As I noted earlier, we will continue to book asbestos-related charges as we accrue expenses and update the liability although the liability shouldn't be subject to the consistent volatility that we witnessed previously. We will present their impact clearly to you to help you understand our performance both with and without these charges. As always, we will continue to focus our attention on managing both the settlement of claims and the collection of insurance to minimize the effect on our cash flows.
Total spending for asbestos claims and expenses should decline in 2007 while insurance collections should increase. As a result, our net outflows for asbestos claims and expenses should be lower in 2007 than they were in 2006.
In summary, we are very pleased with what we accomplished in 2006 and we are excited about the prospects for continued improvement in 2007. We expect sales to increase and our earnings to improve, whether they are measured before or after the impact of asbestos-related expenses. We will continue to generate strong cash flows in the managed asbestos settlements to contain their effect on our cash flows. We will look hard for acquisitions that will add value and we'll focus on expanding our product lines and market presence in ways that will improve our profitability and ensure our success for the future.
Thanks for your attention and now we'll open the lines for your questions.
Operator
(OPERATOR INSTRUCTIONS) Liam Burke, Ferris, Baker Watts.
Liam Burke - Analyst
On Garlock, you reported much better profitability. Was any of that the benefit of the Palmyra Plant upgrade?
Ernie Schaub - President and CEO
Not specifically. We just started moving into the plant -- into the facility late in the year, piecemeal by piecemeal. But having said that, we are benefiting from the results of contractual changes that were made on the part of the union and the employees up there to help us make the investment in this facility. They put their names and their input on the line and gave something to help us make this facility a success. As you know, when we built this facility we needed their help and we needed the help of the state of New York, and they both chipped in and made it work. So we are able to get productivity improvements in that method.
Liam Burke - Analyst
Okay, and in terms of the project, how far are you along? Is it about one-third? Less than half -- but is it less than half now?

Direction 1:
Answer these questions from the transcript:
(a) How should net outflows for asbestos claims and expenses in 2007 compare with those in 2006?
(b) What does the company expect its sales to do?
(c) When did the company start moving into the Palmyra facility?
Direction 2: Quote the stretch of the transcript from "In summary, we" through "for the future.".

Supplied data:
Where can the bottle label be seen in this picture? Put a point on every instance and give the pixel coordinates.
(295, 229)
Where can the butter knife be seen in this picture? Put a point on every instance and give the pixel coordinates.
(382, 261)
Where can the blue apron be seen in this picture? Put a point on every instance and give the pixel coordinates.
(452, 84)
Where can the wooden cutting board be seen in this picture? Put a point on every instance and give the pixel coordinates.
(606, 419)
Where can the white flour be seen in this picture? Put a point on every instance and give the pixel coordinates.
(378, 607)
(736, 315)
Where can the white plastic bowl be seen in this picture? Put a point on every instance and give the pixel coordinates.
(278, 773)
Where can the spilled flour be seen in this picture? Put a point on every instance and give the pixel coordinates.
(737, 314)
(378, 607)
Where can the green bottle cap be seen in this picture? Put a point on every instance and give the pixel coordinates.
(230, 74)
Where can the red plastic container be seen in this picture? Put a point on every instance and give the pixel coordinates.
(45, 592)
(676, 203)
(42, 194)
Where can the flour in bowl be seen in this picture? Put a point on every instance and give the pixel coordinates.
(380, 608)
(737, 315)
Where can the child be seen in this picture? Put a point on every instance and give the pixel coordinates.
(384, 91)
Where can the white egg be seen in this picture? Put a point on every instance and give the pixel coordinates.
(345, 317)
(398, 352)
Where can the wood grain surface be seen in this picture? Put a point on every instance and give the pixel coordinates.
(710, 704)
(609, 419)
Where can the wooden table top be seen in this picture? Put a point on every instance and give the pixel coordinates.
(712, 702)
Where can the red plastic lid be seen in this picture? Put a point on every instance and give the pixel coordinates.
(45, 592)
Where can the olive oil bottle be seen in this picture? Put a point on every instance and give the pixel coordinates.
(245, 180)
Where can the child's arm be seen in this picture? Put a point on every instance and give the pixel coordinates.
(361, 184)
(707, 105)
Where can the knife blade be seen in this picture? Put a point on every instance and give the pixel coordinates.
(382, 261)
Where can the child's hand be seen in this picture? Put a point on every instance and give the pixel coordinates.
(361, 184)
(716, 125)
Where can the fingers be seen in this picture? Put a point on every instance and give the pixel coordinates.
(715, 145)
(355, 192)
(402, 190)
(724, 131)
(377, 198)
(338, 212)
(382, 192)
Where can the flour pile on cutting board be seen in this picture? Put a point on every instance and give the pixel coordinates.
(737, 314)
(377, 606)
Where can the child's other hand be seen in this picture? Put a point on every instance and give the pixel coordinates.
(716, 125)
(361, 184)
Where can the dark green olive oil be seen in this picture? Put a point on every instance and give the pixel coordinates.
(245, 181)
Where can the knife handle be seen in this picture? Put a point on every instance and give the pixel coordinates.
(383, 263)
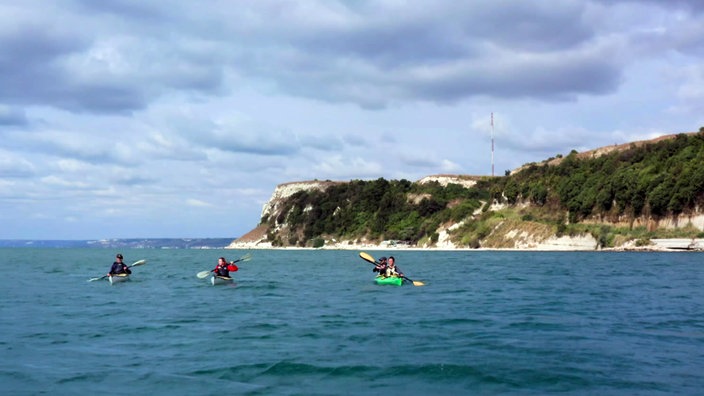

Correct response 1:
(a) They should be lower in 2007 than in 2006.
(b) Increase.
(c) Late in the year.

Correct response 2:
In summary, we are very pleased with what we accomplished in 2006 and we are excited about the prospects for continued improvement in 2007. We expect sales to increase and our earnings to improve, whether they are measured before or after the impact of asbestos-related expenses. We will continue to generate strong cash flows in the managed asbestos settlements to contain their effect on our cash flows. We will look hard for acquisitions that will add value and we'll focus on expanding our product lines and market presence in ways that will improve our profitability and ensure our success for the future.